Brief A: Copy the records word for word, starting at their beginning and going on through the line with "negative clicks: (182, 205)", and leave the pictures out of your copy.
Brief B: Carry on the thread about hashbang URIs from the point where it stops.

Excerpt:
-- Opening Marker --

Hashbang URIs Aren't as Bad as You Think
mtrpcic.net> Now, take away the constant loading of the JavaScript and CSS, and you've significantly decreased bandwidth and server load
On a related note, if this is a problem for you, now might be a good time to check your Expires headers. The 'some clients turn off caching' seems like a bit of a non sequitur too- some clients also have javascript disabled. Some clients are IE6. How many clients are like that in the wild? How many of /your/ users?
The caching justification felt very contrived to me. I'd guess that the percentage of users with broken cache handling is lower than the percentage of users with javascript disabled. I'd rather not guess, but the author didn't provide any actual evidence that this is a problem.
If your cache headers are set incorrectly, you should probably fix that instead of reworking your entire site.
It's true that the caching argument seemed contrived (and was, in a sense), so I've added an edit to it to take your comments, as well as others, into consideration, and to make them known to other readers. Thanks for the feedback.
I agree, and that's kind of the point I was making towards the end. You need to know what your target audience is, and whether or not those are issues you might face. In either case, if you have a "DOM Heavy" application, you can still save bandwidth by not needing to send anything except the data across.

-- Closing Marker --

Data extract:
-- Opening Marker --

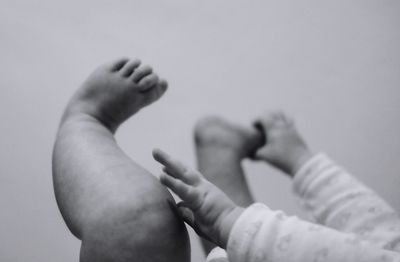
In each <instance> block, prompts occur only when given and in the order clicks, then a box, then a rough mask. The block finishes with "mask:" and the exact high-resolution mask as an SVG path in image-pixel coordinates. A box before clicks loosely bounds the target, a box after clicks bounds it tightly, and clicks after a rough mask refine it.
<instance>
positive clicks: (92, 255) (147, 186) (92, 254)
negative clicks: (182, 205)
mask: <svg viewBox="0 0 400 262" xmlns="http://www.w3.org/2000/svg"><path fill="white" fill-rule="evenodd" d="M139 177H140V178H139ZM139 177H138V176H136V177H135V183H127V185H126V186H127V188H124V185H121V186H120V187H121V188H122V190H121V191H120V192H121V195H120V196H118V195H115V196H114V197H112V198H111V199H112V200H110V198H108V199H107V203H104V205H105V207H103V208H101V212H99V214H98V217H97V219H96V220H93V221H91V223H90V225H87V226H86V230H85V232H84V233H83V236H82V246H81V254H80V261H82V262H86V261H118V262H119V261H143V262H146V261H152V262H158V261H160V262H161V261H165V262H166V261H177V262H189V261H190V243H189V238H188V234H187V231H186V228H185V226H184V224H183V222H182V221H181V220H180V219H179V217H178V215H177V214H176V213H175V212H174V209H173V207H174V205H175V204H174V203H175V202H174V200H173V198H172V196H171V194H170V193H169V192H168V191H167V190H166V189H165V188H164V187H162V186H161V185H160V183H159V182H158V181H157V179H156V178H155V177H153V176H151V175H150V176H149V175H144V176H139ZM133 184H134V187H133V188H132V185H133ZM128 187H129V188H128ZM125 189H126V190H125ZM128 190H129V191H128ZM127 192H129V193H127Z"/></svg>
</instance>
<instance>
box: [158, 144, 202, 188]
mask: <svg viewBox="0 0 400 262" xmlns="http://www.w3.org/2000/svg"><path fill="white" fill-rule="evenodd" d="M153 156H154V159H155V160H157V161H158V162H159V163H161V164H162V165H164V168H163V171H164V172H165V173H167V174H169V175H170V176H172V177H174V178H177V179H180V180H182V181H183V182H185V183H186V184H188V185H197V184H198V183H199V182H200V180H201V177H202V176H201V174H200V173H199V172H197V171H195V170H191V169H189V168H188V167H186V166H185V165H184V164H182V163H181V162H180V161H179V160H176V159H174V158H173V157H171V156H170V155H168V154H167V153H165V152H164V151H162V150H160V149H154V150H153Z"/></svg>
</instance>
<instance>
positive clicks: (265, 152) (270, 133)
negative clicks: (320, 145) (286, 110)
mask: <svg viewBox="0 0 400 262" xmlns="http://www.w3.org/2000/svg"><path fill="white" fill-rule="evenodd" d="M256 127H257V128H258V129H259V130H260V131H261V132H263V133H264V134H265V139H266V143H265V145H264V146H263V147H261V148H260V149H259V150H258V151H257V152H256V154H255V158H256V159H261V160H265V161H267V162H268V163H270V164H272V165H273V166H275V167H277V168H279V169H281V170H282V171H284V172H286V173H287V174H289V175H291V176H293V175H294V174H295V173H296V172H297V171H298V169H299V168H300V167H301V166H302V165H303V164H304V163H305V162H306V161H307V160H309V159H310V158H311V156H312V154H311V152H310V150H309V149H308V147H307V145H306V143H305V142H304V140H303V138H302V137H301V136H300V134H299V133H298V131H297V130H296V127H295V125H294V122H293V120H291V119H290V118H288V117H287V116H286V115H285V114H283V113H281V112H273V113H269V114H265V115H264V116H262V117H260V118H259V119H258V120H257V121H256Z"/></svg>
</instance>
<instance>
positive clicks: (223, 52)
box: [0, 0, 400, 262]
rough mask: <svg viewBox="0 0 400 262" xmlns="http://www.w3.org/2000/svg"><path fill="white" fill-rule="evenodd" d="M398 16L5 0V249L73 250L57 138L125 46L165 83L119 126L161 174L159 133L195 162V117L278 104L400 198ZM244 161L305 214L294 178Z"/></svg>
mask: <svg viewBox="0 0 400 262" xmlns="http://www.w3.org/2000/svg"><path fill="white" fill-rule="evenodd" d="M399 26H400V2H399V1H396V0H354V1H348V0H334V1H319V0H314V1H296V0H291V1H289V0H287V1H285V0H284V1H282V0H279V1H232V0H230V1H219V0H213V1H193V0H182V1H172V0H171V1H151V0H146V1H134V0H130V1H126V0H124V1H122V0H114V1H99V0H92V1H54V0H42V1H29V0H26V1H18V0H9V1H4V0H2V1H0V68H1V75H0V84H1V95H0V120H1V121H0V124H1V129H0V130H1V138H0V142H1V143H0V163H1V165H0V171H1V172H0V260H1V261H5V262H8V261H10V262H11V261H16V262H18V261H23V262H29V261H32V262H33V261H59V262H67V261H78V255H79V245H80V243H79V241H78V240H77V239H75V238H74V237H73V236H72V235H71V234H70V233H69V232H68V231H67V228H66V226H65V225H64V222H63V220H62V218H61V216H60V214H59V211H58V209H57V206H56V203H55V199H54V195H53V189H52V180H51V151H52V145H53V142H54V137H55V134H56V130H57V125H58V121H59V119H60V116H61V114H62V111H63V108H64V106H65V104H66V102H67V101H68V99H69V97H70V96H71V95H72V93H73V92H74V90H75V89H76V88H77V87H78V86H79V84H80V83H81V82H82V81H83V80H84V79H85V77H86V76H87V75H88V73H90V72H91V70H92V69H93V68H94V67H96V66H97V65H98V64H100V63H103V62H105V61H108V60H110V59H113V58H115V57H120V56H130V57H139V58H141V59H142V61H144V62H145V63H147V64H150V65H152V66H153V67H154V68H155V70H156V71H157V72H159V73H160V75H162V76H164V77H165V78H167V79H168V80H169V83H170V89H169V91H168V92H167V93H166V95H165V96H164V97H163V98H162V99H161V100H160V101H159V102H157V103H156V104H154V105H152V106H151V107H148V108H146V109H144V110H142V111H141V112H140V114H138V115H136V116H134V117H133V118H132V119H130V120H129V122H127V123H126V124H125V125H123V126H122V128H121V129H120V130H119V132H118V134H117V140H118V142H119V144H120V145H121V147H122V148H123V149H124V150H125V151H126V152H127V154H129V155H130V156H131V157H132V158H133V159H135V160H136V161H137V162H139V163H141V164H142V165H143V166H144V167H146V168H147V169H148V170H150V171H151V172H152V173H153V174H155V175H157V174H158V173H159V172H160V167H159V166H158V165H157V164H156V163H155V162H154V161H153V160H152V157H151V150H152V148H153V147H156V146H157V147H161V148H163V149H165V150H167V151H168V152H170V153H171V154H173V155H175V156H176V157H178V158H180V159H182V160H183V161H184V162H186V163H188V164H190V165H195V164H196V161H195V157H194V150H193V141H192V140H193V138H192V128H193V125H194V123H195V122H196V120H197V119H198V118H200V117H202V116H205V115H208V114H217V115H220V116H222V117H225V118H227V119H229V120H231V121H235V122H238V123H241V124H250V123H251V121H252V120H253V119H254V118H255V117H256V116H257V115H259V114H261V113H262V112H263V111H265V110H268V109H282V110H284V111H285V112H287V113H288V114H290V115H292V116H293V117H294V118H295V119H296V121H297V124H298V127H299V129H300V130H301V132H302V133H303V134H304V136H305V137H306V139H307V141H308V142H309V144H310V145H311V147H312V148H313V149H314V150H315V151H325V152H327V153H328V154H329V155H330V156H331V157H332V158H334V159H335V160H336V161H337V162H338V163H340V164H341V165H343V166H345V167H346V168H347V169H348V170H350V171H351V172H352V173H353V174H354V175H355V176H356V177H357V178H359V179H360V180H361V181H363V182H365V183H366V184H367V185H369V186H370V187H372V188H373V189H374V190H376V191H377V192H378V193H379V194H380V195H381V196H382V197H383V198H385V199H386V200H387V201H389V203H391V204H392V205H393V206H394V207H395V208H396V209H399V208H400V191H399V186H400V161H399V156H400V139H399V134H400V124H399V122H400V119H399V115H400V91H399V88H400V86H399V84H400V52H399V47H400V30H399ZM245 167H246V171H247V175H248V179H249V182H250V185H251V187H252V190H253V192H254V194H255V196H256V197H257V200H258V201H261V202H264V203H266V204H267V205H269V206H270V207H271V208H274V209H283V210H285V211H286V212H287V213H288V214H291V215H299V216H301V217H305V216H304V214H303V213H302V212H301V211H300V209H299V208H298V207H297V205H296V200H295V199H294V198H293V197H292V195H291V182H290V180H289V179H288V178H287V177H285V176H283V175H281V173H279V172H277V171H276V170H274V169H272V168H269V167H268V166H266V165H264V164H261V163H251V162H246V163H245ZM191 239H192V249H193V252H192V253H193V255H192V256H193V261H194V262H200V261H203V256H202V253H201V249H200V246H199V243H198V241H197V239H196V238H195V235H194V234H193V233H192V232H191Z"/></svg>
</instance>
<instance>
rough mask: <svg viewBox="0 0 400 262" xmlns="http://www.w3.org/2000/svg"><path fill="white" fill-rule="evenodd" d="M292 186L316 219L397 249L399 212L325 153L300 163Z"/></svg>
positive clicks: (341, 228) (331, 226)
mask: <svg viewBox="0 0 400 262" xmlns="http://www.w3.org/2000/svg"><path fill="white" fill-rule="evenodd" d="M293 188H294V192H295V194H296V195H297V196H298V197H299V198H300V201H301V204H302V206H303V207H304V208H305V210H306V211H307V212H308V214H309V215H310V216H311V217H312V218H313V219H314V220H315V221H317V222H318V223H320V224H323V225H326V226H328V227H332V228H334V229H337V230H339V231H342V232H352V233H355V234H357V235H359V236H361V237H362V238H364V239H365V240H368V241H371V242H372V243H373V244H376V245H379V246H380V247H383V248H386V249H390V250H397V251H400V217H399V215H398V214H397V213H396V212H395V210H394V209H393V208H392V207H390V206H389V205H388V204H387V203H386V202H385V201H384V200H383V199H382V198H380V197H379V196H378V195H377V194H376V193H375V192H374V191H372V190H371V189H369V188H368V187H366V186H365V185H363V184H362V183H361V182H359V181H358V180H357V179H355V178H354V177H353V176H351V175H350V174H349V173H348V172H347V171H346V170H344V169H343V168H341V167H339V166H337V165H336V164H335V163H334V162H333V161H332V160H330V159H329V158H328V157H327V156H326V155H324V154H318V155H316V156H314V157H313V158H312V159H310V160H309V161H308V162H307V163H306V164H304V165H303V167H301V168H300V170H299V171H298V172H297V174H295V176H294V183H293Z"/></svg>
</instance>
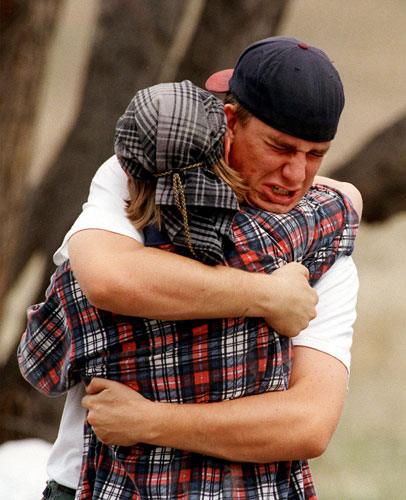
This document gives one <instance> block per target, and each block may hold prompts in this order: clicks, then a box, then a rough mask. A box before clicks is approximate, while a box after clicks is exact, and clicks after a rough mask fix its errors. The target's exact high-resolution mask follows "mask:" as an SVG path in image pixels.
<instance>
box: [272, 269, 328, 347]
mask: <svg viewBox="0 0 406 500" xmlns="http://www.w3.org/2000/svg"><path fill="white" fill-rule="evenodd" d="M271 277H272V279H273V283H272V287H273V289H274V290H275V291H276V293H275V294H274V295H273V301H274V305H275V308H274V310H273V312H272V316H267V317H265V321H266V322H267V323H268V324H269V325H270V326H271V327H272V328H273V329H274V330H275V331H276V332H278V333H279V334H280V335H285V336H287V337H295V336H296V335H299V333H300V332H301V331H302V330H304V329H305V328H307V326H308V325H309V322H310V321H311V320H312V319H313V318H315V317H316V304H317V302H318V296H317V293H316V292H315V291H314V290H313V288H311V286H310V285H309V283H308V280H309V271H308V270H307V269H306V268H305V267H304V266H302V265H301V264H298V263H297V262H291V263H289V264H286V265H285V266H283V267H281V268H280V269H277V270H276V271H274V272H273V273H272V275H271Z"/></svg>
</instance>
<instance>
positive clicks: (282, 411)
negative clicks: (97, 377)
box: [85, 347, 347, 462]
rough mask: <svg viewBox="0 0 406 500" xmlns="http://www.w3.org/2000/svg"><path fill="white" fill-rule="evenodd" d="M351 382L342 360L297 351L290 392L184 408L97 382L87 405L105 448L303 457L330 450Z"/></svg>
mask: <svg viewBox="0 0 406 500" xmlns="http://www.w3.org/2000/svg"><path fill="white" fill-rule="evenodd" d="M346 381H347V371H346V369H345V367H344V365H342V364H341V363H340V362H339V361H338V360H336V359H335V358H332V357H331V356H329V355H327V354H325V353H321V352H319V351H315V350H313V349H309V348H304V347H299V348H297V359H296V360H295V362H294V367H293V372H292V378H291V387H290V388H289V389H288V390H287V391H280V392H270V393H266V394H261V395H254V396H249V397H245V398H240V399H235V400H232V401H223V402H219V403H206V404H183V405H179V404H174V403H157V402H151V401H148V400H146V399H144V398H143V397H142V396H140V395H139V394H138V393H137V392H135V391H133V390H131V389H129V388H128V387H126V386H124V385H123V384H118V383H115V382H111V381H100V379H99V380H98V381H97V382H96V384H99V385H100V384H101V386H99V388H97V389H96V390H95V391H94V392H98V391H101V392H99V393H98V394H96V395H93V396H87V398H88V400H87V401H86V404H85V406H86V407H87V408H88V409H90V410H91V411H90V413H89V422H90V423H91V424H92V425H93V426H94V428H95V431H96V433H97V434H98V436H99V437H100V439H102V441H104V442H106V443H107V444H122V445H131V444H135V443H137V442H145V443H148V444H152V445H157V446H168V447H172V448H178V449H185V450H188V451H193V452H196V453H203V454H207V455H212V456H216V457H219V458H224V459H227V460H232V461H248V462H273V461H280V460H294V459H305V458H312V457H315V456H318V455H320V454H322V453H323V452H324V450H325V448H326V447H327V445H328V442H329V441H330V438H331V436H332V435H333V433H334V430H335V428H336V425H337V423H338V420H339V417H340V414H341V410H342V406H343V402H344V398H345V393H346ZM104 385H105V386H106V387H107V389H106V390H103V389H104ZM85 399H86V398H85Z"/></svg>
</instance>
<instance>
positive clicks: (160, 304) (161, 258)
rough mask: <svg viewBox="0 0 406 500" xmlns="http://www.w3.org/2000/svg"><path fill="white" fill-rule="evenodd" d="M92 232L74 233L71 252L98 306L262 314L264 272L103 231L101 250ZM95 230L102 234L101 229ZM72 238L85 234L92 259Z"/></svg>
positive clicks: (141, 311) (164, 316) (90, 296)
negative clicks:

-- Closing Marker --

Reply A:
In each <instance> block, prompts occur only when given and in the order clicks, then a box, then a rough mask. The block finishes with "mask:" and the exact high-resolution mask as an SVG path in image-pixel coordinates. A box before clicks loosely bounds the target, a box after clicks bounds it tightly, and clicks after a rough mask refine it.
<instance>
positive clicks: (92, 255) (147, 186) (92, 254)
negative clicks: (182, 205)

Reply B:
Yes, but if you want to be honest about numbers, you should say something like
Reddit.com HTML.: 37.6 KB Text in that HTML: 5.9 KB
(That's just what I got from copy+pasting.) The difference at issue is loading another 37.6 KB page versus loading whatever part of that 5.9 KB is the "interesting" text (i.e. probably not the header or footer) plus its links and styles and the overhead of whatever you want to stick it in (JSON, an HTML fragment, etc). The huge CSS and JS files are not reloaded every time you go to a new page.
That's a good point. The big issue is loading the "Heavy" part of the DOM every time (navigation links, header/footer, user panel, etc), rather than the real "content". I'll make an edit and make that a more prominent point. Thanks for the feedback. If you don't mind my asking, how did you pull the 5.9KB number out of the 37.6 one? Just checked the size of the interesting part of the page once saved into a new file?
> If I have JavaScript enabled, and send my friend (who has
> JavaScript disabled) a "Hashbang" URI, he won't load the
> content!
> You're right. This is the primary drawback of an
> approach like this, and you'll need to figure out if
> that's acceptable for you.
Simple answer: "no".
It's not acceptable for me in any way. Not as a user, who disables JS by default (for speed, security and annoyance avoidance), and not as a site own either.So, these URLs are still as bad as I think.
Do you know the old joke about Java where people can't by hammers anymore, but need to buy a HammerFactory to produce hammers for them (and then HammerFactoryFactory etc.). Requesting a page that then requests the right content from the server just feels like an unnecessary Factory step.
That's why this approach isn't for everyone. To each his own. One thing to keep in mind, however, is that the approach is meant more for projects that can be thought of as "web applications", rather than websites; things that would require JavaScript to be enabled to even work.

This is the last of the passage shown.